WHAT THE TASK ASKS: Print every one of the records below verbatim, keeping each line and character unchanged.

DATASET ROWS:
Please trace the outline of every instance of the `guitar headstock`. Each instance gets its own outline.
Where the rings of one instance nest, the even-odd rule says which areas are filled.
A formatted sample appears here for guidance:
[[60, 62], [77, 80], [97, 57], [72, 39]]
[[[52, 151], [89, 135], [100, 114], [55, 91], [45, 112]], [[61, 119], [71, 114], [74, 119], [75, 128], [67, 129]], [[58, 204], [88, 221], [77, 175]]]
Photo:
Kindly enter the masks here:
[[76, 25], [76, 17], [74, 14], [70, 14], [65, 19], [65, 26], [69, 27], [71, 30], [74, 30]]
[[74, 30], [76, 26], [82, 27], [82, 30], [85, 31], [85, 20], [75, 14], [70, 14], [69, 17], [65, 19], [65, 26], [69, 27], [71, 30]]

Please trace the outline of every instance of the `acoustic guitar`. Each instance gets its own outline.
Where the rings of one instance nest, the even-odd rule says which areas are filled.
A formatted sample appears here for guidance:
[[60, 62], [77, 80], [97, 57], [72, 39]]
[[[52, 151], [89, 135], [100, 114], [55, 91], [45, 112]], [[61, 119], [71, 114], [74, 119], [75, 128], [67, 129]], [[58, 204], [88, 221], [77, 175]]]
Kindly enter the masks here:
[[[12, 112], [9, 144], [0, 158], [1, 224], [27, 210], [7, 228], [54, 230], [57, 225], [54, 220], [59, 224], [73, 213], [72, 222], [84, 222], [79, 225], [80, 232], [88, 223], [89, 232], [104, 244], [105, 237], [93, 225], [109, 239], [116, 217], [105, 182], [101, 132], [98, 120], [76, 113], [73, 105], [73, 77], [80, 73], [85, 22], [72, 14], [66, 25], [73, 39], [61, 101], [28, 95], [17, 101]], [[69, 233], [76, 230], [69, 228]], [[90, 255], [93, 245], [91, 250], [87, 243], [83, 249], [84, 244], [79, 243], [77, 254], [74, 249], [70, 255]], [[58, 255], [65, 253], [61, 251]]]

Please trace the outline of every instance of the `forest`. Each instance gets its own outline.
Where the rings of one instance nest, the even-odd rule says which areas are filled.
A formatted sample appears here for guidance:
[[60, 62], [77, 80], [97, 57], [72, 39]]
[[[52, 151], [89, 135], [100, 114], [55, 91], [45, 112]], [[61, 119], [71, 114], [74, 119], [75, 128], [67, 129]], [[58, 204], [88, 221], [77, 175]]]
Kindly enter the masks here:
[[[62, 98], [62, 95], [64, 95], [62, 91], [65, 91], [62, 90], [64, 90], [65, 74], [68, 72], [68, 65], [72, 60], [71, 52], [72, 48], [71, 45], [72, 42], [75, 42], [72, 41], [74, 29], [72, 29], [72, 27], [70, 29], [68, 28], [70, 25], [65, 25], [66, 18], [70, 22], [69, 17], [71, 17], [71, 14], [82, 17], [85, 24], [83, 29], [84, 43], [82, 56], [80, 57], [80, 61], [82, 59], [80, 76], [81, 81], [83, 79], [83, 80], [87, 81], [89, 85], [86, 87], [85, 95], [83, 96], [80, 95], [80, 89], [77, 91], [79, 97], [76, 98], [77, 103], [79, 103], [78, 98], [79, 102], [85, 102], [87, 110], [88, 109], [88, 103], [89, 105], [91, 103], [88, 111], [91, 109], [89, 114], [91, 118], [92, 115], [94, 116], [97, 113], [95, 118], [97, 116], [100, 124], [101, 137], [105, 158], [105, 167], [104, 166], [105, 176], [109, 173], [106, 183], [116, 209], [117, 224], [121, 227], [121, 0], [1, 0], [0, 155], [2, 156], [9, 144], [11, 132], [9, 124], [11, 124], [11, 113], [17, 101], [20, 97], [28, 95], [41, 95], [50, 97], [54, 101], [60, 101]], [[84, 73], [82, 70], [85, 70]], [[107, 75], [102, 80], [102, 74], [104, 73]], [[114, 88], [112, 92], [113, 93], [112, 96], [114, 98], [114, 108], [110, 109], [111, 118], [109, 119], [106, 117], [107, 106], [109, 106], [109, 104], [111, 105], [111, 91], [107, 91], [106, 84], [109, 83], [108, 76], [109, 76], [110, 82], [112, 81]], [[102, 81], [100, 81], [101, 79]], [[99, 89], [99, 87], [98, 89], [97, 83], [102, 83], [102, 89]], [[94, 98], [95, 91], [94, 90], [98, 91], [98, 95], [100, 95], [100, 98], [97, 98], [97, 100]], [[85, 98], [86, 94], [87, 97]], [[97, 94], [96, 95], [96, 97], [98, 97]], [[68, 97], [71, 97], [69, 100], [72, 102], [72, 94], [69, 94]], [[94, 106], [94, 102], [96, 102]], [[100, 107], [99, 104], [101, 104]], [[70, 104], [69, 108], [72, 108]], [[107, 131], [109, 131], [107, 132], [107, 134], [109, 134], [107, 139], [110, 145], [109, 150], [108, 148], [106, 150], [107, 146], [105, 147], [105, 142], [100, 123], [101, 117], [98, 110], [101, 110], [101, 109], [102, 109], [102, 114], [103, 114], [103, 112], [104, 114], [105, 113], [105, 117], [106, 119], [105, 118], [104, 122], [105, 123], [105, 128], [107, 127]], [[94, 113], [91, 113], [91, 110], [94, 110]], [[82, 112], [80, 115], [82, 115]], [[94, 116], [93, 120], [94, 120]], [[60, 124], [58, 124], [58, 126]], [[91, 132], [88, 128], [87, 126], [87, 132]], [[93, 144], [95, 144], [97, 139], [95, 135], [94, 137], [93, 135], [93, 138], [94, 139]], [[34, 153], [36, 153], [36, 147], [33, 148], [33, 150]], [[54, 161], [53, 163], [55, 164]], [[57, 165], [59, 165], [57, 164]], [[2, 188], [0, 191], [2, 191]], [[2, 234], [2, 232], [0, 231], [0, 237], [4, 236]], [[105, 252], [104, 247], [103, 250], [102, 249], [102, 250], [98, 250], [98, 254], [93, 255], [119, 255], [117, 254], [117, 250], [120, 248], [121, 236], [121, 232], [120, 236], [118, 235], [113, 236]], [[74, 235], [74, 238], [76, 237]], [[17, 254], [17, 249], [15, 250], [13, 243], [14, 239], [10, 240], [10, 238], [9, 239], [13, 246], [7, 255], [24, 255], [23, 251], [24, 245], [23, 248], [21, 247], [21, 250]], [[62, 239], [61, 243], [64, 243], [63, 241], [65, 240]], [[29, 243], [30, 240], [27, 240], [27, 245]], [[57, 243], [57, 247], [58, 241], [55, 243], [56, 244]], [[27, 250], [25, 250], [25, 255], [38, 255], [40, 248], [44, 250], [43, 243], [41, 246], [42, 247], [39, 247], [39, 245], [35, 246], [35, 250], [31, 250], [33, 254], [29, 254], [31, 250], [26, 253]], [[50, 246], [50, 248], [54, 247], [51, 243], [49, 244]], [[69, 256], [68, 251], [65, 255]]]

EXERCISE SOLUTION:
Please trace the outline of every instance of the `guitar headstock`. Each instance gets its own outline.
Where the rings of one instance nest, the even-odd rule says which areas are filled.
A formatted sample appears here for guidance:
[[60, 62], [77, 80], [97, 57], [72, 39]]
[[[52, 151], [89, 135], [100, 114], [55, 91], [45, 112]], [[61, 119], [71, 114], [74, 119], [75, 128], [67, 129]], [[58, 204], [88, 221], [77, 175]]]
Photo:
Kindly enter the masks here:
[[76, 25], [76, 17], [74, 14], [70, 14], [65, 19], [65, 26], [69, 27], [71, 30], [74, 30]]
[[74, 30], [76, 26], [82, 27], [82, 30], [85, 31], [85, 20], [75, 14], [70, 14], [69, 17], [65, 19], [65, 26], [69, 27], [71, 30]]

Please trace the outline of every instance of the `acoustic guitar`. Each instance gets its own outline.
Where the rings of one instance nest, the even-odd rule says which areas are filled.
A formatted sample appears here for guidance:
[[60, 62], [77, 80], [97, 57], [72, 39]]
[[[52, 151], [89, 135], [100, 114], [55, 91], [45, 112]], [[61, 119], [71, 114], [74, 119], [75, 128], [67, 129]], [[58, 204], [88, 221], [77, 175]]]
Kindly enter the masks here:
[[[12, 112], [9, 144], [0, 158], [1, 224], [27, 210], [7, 228], [54, 230], [57, 225], [54, 220], [59, 224], [73, 213], [72, 222], [84, 222], [79, 225], [80, 232], [88, 223], [89, 232], [104, 244], [105, 237], [93, 225], [109, 239], [116, 217], [105, 182], [101, 132], [98, 120], [76, 113], [73, 105], [73, 77], [80, 73], [85, 22], [72, 14], [66, 25], [73, 39], [61, 101], [28, 95], [17, 101]], [[69, 233], [76, 230], [69, 228]], [[90, 255], [93, 245], [91, 250], [87, 243], [83, 249], [84, 244], [79, 243], [77, 254], [74, 249], [70, 255]], [[58, 255], [65, 253], [61, 251]]]

Please trace the outline of every instance of the `forest`. Each instance gets its own outline.
Where the rings of one instance nest, the even-odd rule says which areas are filled.
A formatted sample appears here for guidance:
[[60, 62], [77, 80], [97, 57], [72, 39]]
[[[52, 151], [89, 135], [100, 114], [55, 91], [45, 112]], [[61, 119], [71, 114], [74, 119], [75, 128], [67, 129]], [[58, 204], [88, 221], [77, 175]]]
Kindly enter the masks here:
[[[62, 98], [62, 95], [64, 95], [62, 91], [65, 91], [62, 90], [64, 90], [65, 74], [68, 72], [68, 65], [72, 60], [71, 52], [72, 48], [71, 45], [72, 42], [75, 42], [72, 41], [74, 29], [72, 29], [72, 27], [70, 29], [68, 28], [70, 25], [65, 25], [66, 18], [70, 22], [69, 17], [71, 17], [71, 14], [82, 17], [85, 24], [83, 29], [84, 43], [82, 56], [80, 57], [80, 61], [82, 59], [80, 76], [81, 81], [83, 79], [83, 80], [87, 81], [89, 85], [86, 87], [85, 95], [83, 96], [80, 95], [80, 89], [77, 91], [79, 97], [76, 98], [77, 103], [79, 103], [78, 98], [79, 102], [85, 102], [87, 110], [88, 109], [88, 103], [89, 105], [91, 103], [88, 111], [91, 109], [89, 114], [91, 118], [92, 115], [94, 116], [97, 113], [95, 118], [97, 116], [100, 124], [101, 137], [105, 158], [105, 167], [104, 166], [105, 176], [109, 173], [106, 183], [116, 209], [117, 224], [121, 227], [121, 0], [1, 0], [0, 155], [2, 156], [9, 144], [11, 132], [9, 124], [11, 124], [11, 113], [17, 101], [20, 97], [28, 95], [41, 95], [50, 97], [54, 101], [60, 101]], [[84, 73], [82, 70], [85, 70]], [[107, 75], [102, 80], [102, 74], [104, 73]], [[114, 88], [112, 92], [113, 93], [112, 96], [114, 98], [114, 108], [110, 109], [111, 118], [109, 119], [106, 117], [107, 106], [109, 106], [109, 104], [111, 105], [111, 91], [107, 91], [106, 84], [109, 83], [108, 76], [109, 76], [110, 82], [112, 81]], [[102, 81], [100, 81], [101, 79]], [[99, 89], [99, 87], [98, 89], [97, 83], [102, 83], [102, 89]], [[94, 98], [95, 91], [94, 90], [98, 91], [98, 95], [100, 95], [100, 98], [97, 98], [97, 100]], [[85, 98], [86, 94], [87, 97]], [[97, 94], [96, 95], [96, 97], [98, 97]], [[68, 97], [71, 97], [69, 100], [72, 102], [72, 94], [69, 94]], [[94, 106], [94, 102], [96, 102]], [[100, 107], [99, 104], [101, 104]], [[70, 104], [69, 108], [72, 108]], [[107, 131], [109, 131], [107, 132], [107, 134], [109, 134], [107, 139], [110, 145], [109, 150], [108, 148], [106, 150], [107, 146], [105, 147], [105, 142], [100, 123], [101, 117], [98, 110], [101, 110], [101, 109], [102, 109], [102, 114], [103, 114], [103, 112], [104, 114], [105, 113], [105, 117], [106, 119], [105, 118], [104, 122], [105, 123], [105, 128], [107, 127]], [[94, 113], [91, 113], [91, 110], [94, 110]], [[82, 112], [80, 115], [82, 115]], [[94, 116], [93, 120], [94, 120]], [[60, 124], [58, 124], [58, 126]], [[91, 132], [88, 128], [87, 126], [87, 132]], [[93, 144], [95, 144], [97, 139], [95, 135], [94, 137], [93, 135], [93, 138], [94, 139]], [[34, 153], [36, 153], [36, 147], [33, 148], [33, 150]], [[54, 161], [53, 163], [55, 164]], [[57, 165], [59, 165], [57, 164]], [[2, 188], [0, 191], [2, 191]], [[2, 234], [2, 232], [0, 231], [0, 237], [4, 236]], [[105, 252], [104, 247], [103, 250], [102, 249], [102, 250], [98, 250], [98, 254], [93, 255], [119, 255], [117, 254], [117, 250], [120, 248], [121, 236], [121, 232], [120, 236], [118, 235], [113, 236]], [[74, 235], [74, 238], [76, 237]], [[17, 254], [17, 249], [15, 250], [13, 243], [14, 239], [10, 240], [10, 238], [9, 239], [13, 246], [7, 255], [24, 255], [23, 251], [24, 245], [23, 248], [21, 247], [21, 250]], [[62, 239], [61, 243], [64, 243], [63, 241], [65, 240]], [[29, 243], [30, 240], [27, 240], [27, 245]], [[57, 243], [57, 247], [58, 241], [55, 243], [56, 244]], [[27, 250], [25, 250], [25, 255], [38, 255], [40, 248], [44, 250], [43, 243], [41, 246], [42, 247], [39, 247], [39, 245], [35, 246], [35, 250], [31, 250], [33, 254], [29, 254], [31, 250], [26, 253]], [[50, 246], [50, 248], [54, 247], [51, 243], [49, 244]], [[69, 256], [68, 251], [65, 255]]]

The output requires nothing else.